*Point localization data*:
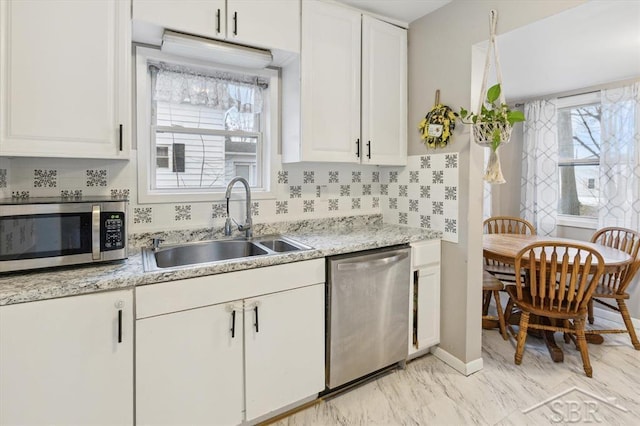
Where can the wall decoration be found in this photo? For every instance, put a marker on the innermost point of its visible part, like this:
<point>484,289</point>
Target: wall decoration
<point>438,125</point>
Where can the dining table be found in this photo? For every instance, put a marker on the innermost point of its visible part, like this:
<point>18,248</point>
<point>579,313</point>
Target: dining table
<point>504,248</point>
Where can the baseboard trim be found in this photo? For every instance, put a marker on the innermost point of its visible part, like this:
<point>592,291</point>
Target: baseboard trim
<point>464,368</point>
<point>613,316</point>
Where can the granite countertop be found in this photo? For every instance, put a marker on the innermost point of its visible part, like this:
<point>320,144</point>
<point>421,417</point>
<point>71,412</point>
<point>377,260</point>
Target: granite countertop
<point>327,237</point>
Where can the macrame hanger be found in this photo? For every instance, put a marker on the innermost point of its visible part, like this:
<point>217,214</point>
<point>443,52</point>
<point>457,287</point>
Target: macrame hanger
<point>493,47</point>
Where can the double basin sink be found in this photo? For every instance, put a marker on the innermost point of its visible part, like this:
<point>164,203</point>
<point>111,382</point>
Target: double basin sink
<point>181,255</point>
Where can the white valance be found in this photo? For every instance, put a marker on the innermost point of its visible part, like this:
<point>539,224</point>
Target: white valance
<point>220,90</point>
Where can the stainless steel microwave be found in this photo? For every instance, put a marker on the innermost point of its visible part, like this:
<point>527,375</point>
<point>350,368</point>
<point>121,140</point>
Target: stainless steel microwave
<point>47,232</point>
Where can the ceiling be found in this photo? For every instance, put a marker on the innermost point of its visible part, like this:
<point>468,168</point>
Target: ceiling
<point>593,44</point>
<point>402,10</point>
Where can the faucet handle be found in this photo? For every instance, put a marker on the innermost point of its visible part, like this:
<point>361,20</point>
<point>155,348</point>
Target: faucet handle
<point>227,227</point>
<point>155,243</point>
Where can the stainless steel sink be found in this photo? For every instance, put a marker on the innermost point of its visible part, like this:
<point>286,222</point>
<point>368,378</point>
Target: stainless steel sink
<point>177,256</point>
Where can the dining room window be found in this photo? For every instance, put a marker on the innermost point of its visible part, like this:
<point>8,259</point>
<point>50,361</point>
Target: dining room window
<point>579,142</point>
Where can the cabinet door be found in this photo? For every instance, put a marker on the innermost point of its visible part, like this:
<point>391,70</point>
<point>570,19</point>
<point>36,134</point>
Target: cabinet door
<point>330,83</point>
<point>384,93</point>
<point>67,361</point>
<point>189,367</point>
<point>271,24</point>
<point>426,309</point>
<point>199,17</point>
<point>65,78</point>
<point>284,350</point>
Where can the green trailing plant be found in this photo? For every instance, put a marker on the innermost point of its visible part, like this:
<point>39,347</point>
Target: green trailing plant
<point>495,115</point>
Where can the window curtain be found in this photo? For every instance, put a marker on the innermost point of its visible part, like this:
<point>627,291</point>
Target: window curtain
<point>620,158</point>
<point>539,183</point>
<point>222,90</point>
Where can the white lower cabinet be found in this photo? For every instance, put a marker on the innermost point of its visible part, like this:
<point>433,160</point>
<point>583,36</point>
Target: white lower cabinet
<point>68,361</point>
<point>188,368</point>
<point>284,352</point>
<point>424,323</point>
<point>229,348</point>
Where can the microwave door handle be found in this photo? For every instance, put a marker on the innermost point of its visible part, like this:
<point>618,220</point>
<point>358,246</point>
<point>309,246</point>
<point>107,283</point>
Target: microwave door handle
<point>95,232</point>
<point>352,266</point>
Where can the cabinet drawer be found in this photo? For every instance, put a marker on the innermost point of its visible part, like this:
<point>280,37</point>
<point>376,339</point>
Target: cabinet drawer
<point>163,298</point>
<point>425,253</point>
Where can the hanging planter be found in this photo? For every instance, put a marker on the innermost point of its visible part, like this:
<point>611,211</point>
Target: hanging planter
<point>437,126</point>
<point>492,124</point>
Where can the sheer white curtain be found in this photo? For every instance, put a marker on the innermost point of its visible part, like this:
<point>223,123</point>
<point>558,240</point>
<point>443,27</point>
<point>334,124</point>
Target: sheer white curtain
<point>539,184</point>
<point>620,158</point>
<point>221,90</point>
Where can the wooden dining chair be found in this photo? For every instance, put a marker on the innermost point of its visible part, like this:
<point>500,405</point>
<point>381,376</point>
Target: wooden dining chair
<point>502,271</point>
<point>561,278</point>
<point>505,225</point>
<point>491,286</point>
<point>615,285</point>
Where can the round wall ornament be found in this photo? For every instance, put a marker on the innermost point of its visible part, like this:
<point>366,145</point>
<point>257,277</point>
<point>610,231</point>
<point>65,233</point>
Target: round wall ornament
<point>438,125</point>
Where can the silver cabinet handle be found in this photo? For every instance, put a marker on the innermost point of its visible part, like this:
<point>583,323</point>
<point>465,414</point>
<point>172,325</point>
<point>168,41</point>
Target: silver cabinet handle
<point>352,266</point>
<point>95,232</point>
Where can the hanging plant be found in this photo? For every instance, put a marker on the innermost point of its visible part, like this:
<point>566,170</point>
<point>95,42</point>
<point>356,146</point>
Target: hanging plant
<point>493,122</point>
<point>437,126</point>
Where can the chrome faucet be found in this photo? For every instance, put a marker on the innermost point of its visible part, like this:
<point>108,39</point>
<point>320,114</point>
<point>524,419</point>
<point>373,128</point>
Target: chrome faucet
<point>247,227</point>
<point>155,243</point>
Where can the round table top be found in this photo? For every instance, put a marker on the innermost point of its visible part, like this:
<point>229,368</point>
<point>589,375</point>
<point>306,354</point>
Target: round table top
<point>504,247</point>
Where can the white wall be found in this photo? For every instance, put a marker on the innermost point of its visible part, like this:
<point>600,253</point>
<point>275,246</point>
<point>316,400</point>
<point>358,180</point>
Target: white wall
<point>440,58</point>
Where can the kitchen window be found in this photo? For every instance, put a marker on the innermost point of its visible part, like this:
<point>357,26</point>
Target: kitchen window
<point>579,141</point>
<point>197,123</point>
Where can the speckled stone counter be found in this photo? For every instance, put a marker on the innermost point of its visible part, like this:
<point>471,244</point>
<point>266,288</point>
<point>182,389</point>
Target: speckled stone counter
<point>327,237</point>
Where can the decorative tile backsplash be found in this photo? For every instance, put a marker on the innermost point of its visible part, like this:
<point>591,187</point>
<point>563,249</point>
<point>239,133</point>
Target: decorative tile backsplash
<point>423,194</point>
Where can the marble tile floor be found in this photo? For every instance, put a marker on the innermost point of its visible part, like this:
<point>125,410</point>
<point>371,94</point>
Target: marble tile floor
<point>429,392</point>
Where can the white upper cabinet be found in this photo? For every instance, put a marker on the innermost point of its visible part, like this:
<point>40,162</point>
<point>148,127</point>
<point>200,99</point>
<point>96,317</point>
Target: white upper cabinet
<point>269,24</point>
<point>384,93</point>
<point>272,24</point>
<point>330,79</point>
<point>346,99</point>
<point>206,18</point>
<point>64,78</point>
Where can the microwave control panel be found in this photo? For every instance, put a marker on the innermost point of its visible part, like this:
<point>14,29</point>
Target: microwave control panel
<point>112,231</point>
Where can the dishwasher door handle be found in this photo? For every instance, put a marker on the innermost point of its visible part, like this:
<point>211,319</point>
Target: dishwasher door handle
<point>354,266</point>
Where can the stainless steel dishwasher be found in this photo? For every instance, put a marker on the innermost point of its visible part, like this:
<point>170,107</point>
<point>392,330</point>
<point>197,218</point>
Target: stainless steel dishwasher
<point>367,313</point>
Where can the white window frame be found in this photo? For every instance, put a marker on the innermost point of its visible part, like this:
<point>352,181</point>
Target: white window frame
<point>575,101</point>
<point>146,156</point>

*PROBLEM STATEMENT*:
All of the data is to be reproduced exactly, with the pictures left out.

*RESPONSE*:
Where can the wall decoration be found in this photo? For every instance, put a marker on the innermost point of its visible part, like this:
<point>484,289</point>
Target: wall decoration
<point>438,125</point>
Where can the dining table be found in this photo? For every instance, put a marker on the innermost point of its visible part, like this:
<point>18,248</point>
<point>579,313</point>
Target: dining table
<point>504,248</point>
Where can the baseboard trim be found in this photo? For every instance, put a marker on the innermost point of its visible part, like this:
<point>592,291</point>
Target: baseboard trim
<point>464,368</point>
<point>613,316</point>
Where can the granite countertop be found in this photo? For every instance, put a marker on the innermost point of its visible part, like this:
<point>320,144</point>
<point>421,417</point>
<point>71,412</point>
<point>377,260</point>
Target: granite countertop
<point>327,237</point>
Where can the macrame hanger be found in this photo? For every instance, put a marker on the innermost point of its visible part, like this:
<point>217,214</point>
<point>443,52</point>
<point>457,287</point>
Target: macrame hanger
<point>493,47</point>
Where can the double basin sink be found in this photo? For every instance, put a marker on the innermost point of its visible part, like this:
<point>164,203</point>
<point>111,382</point>
Target: double basin sink
<point>181,255</point>
Where can the white valance be found in this photo? For every instance, put a marker on the innermost point of its visible part, like this:
<point>539,224</point>
Target: white valance
<point>220,90</point>
Where can the stainless steel microwave be found in this photo? For every instance, put a marker on the innermost point of its visible part, like this:
<point>527,375</point>
<point>350,368</point>
<point>121,140</point>
Target: stainless steel microwave
<point>47,232</point>
Where can the ceiling be found in this photo? For every instance, put a marker on the innermost point of its visible part, like this:
<point>468,168</point>
Target: ceiling
<point>593,44</point>
<point>402,10</point>
Where can the faucet handle be found in this photo? For every instance, put a marker on the innermost point of its visible part, like this:
<point>361,20</point>
<point>155,348</point>
Target: faucet handle
<point>227,227</point>
<point>155,243</point>
Where can the stainless steel sink be found in this photo? For every instance, put a marker on the innermost point of its visible part, like this:
<point>286,222</point>
<point>368,378</point>
Target: stainless steel sink
<point>177,256</point>
Where can the dining room window be found in this photo? For every instance, put a marker on the innermost point of its visible part, like this:
<point>8,259</point>
<point>50,361</point>
Target: dining room window
<point>579,142</point>
Where can the cabinet door be found in this photo? For every instance, put a marker on the innermost point of its visible part, like this:
<point>391,70</point>
<point>570,19</point>
<point>36,134</point>
Target: cabinet door
<point>330,83</point>
<point>384,93</point>
<point>67,361</point>
<point>189,367</point>
<point>271,24</point>
<point>426,309</point>
<point>199,17</point>
<point>65,78</point>
<point>284,350</point>
Where can the green trailing plant be found in this photo? For every instance, put a marker on the innermost point of its visible part, like this:
<point>39,347</point>
Target: green trailing plant
<point>495,115</point>
Where can the window curtain be found in this photo? For every instance, put a marker on the innermost point of its visible part, like this:
<point>627,291</point>
Target: window curtain
<point>620,158</point>
<point>539,183</point>
<point>222,90</point>
Where can the white lower cabinet be found in this photo? For every instance, put a marker on the innermost point of its visible part, like this:
<point>433,160</point>
<point>583,36</point>
Target: white lower cabinet
<point>68,361</point>
<point>188,368</point>
<point>284,352</point>
<point>424,323</point>
<point>229,348</point>
Where can the microwave door handle be found in this photo? For every instance, put a marker on the innermost point of its visible part, like this:
<point>618,220</point>
<point>358,246</point>
<point>309,246</point>
<point>107,283</point>
Target: microwave door handle
<point>95,232</point>
<point>352,266</point>
Where can the cabinet drawer be found in this photo? For every instance, put a marker on the innermost point of its visible part, like this:
<point>280,37</point>
<point>376,339</point>
Target: cabinet drawer
<point>163,298</point>
<point>425,253</point>
Where can the hanging planter be found in this photo? For every instance, put a marker on the innermost point of its visible part, like this:
<point>611,211</point>
Target: hanging planter
<point>437,126</point>
<point>492,124</point>
Where can the sheer white curtain be found in this photo? For every instance, put a marker on the innermost point of its visible part, like this:
<point>223,123</point>
<point>558,240</point>
<point>443,27</point>
<point>334,124</point>
Target: sheer white curtain
<point>539,184</point>
<point>620,158</point>
<point>221,90</point>
Where can the wooden dining chair be found in this photo? For every instance, put a marker on the innermost point of its visible part, like this:
<point>500,405</point>
<point>381,376</point>
Target: wooden dining chair
<point>502,271</point>
<point>561,278</point>
<point>505,225</point>
<point>491,286</point>
<point>615,285</point>
Where can the round wall ornament be found in this photo? For every instance, put a marker on the innermost point of its visible part, like this:
<point>366,145</point>
<point>257,277</point>
<point>610,231</point>
<point>65,233</point>
Target: round wall ornament
<point>438,125</point>
Where can the silver cabinet handle be found in this photo? For every instance, put a marker on the innermost point of its visible part, like this:
<point>583,323</point>
<point>465,414</point>
<point>172,325</point>
<point>168,41</point>
Target: silver cabinet handle
<point>352,266</point>
<point>95,232</point>
Where can the hanging plant be found in this photo? For every instance, put a marker on the innermost point of its visible part, like this:
<point>566,170</point>
<point>95,42</point>
<point>356,146</point>
Target: hanging plant
<point>493,122</point>
<point>437,126</point>
Where can the chrome faucet be found in this photo? For every instance, put a marker on the innermost point of its visible part, like this:
<point>108,39</point>
<point>320,114</point>
<point>524,419</point>
<point>373,128</point>
Target: chrome faucet
<point>247,227</point>
<point>155,243</point>
Where can the round table top be found in this photo? For every instance, put a marker on the innermost point of its visible part, like this:
<point>229,368</point>
<point>589,375</point>
<point>306,354</point>
Target: round table top
<point>504,247</point>
Where can the white wall be found in this photo? For every instance, put a marker on the innermost point of its visible part, like this:
<point>600,253</point>
<point>275,246</point>
<point>316,400</point>
<point>358,180</point>
Target: white wall
<point>440,58</point>
Where can the kitchen window be found in this photo? For every instance, put a marker on the innermost point of its visible part, like this:
<point>357,26</point>
Target: kitchen window
<point>579,141</point>
<point>197,123</point>
Where can the speckled stone counter be found in this photo? For every instance, put a marker on the innermost point of its visible part, like this:
<point>471,244</point>
<point>266,288</point>
<point>182,389</point>
Target: speckled stone counter
<point>327,237</point>
Where can the decorative tile backsplash be found in this photo? For every instance, put a marker on the innermost point of its visible part, like this:
<point>591,187</point>
<point>563,249</point>
<point>239,133</point>
Target: decorative tile backsplash
<point>423,194</point>
Where can the marble tile floor be found in this photo? For every instance, put a marker on the innermost point of its visible part, like this:
<point>125,410</point>
<point>371,94</point>
Target: marble tile floor
<point>429,392</point>
Where can the white upper cabinet be found in this photo? For every instance, put a marker on the innermost point of its visible part, like this:
<point>40,162</point>
<point>148,127</point>
<point>200,99</point>
<point>96,317</point>
Target: white upper cabinet
<point>269,24</point>
<point>384,93</point>
<point>272,24</point>
<point>330,79</point>
<point>346,99</point>
<point>206,18</point>
<point>64,78</point>
Where can the microwave control panel be found in this photo? For every instance, put a marker on the innermost point of its visible part, like this:
<point>14,29</point>
Target: microwave control panel
<point>112,231</point>
Where can the dishwasher door handle be found in this photo? For every instance, put a marker on the innermost point of its visible part, like this:
<point>211,319</point>
Target: dishwasher door handle
<point>354,266</point>
Where can the stainless steel dishwasher be found in this photo? For every instance, put a marker on the innermost point of its visible part, like this:
<point>170,107</point>
<point>392,330</point>
<point>197,218</point>
Target: stainless steel dishwasher
<point>367,313</point>
Where can the white window frame be found in this photo? For every instance, put a marker on the innermost point of its visible part, like this:
<point>352,181</point>
Target: white window frame
<point>575,101</point>
<point>146,156</point>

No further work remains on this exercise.